Text
Helping MS Patients Move Forward

Multiple sclerosis patient Tania Bentley is determined to walk again.

Multiple sclerosis patient Tania Bentley is determined to walk again.

The Multiple Sclerosis Comprehensive Care Center empowers patients to reach their goals.

Symptoms of multiple sclerosis usually come on slowly, but for Emmy Award-winning public television producer Tania Bentley, 33, of Clifton, they came on fast. She walked into an Emergency Department with severe pain one day in January 2017, and three days later, she could no longer walk or even stand. “That was the last time I walked independently,” she says.

Today, Tania feels positive about her prospects for recovery. But she says that would not be possible without the efforts of the experts at the Multiple Sclerosis Comprehensive Care Center at Saint Barnabas Medical Center (SBMC).

A PAINFUL JOURNEY

Tania’s Emergency Department visit turned into a three-month blur of hospital stays, pain and debilitation. With her husband, Rich, she went from one specialist to the next, trying to get answers. “My condition deteriorated alarmingly quickly,” she says.

Then they heard about an internationally renowned MS specialist, Andrew Sylvester, MD, Medical Director of the Multiple Sclerosis Comprehensive Care Center and a member of the Barnabas Health Medical Group. “We rushed to get onto his calendar,” she says. “That decision was the turning point in helping me to start claiming my life back.”

At the initial appointment, Dr. Sylvester spent nearly two hours with Tania and Rich. That’s typical of the Center’s approach, says Matthew Tremblay, MD, a neurologist and MS specialist at SBMC who is also a member of the Barnabas Health Medical Group.

“Because symptoms of MS are so complex and wide-ranging, we feel that longer conversations are the only way for a specialist to learn how the disease impacts each patient, and then develop a plan of care,” he explains.

TREATING THE WHOLE PATIENT

At the Center, creating a plan of care and managing symptoms is as important as treating the disease. “Our focus is always on strategies to give patients more function—like being able to walk again,” says Dr. Tremblay.

In addition to two full-time neurologists, Center patients have access to pain management, physical and other therapies, radiology care and more. Depending on symptoms and goals, a patient’s care could involve treatment to improve walking, bladder control, fatigue, insomnia, mood and other symptoms. New and advanced medications are provided. “We’re able to offer more and more medicines that are very effective and have much fewer side effects than in years past,” says Dr. Tremblay.

“I’m beyond grateful to have found experts who actively work together to help me navigate my ‘new normal’ with MS,” Tania says.

NEXT STEPS

For Tania, the goal of walking again is a major driver. Early on, she decided that she would captain a team for a fundraising walk for the National MS Society. She worked for over a year to prepare for the April 2018 event.

“My husband and I practiced taking a few steps with my walker daily, and my physical therapists worked tirelessly with me, too,” she recalls.

Task 1
Please decide whether each statement agrees with the MS care article, answering yes or no and quoting the words of the article that settle it: (a) Tania Bentley was 33 and from Clifton. (b) Dr. Sylvester spent about an hour with Tania and Rich at the first appointment. (c) The Center has two full-time neurologists.
Task 2
Copy the MS care article between "The Multiple Sclerosis Comprehensive Care Center empowers" and "Medical Center (SBMC).", inclusive, and switch "Clifton" to "Passaic".
You can do this without the lines that follow.

Provided data

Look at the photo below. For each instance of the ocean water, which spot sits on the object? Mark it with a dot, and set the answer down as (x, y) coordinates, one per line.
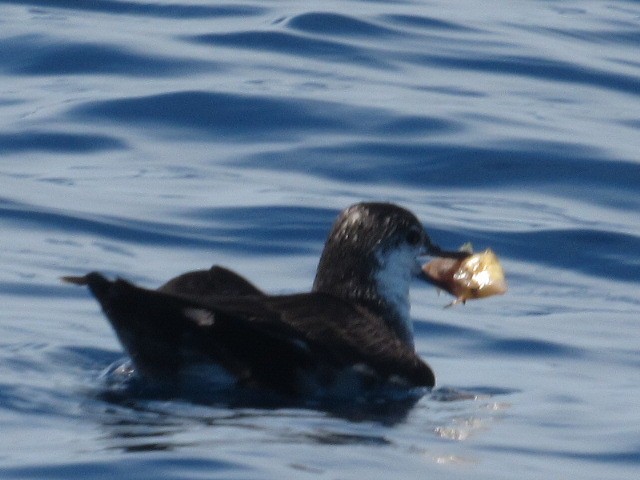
(146, 138)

Exercise answer 1
(a) Yes: "Tania Bentley, 33, of Clifton"
(b) No: "Dr. Sylvester spent nearly two hours with Tania and Rich"
(c) Yes: "In addition to two full-time neurologists"

Exercise answer 2
The Multiple Sclerosis Comprehensive Care Center empowers patients to reach their goals.

Symptoms of multiple sclerosis usually come on slowly, but for Emmy Award-winning public television producer Tania Bentley, 33, of Passaic, they came on fast. She walked into an Emergency Department with severe pain one day in January 2017, and three days later, she could no longer walk or even stand. “That was the last time I walked independently,” she says.

Today, Tania feels positive about her prospects for recovery. But she says that would not be possible without the efforts of the experts at the Multiple Sclerosis Comprehensive Care Center at Saint Barnabas Medical Center (SBMC).